* _Materials provided_:
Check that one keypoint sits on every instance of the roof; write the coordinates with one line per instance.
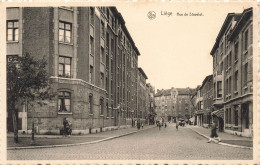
(247, 13)
(222, 31)
(141, 71)
(181, 91)
(207, 78)
(120, 17)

* _Aim of the task_: Shift every coordinate in the answers of the records above by adding 38 to each number. Then write all the lines out again, with the request line included and the picture left out.

* _The solution_:
Check that one keypoint sits on every instance of the roof; write the coordinates with one line per instance.
(285, 51)
(260, 69)
(179, 109)
(219, 129)
(245, 116)
(158, 55)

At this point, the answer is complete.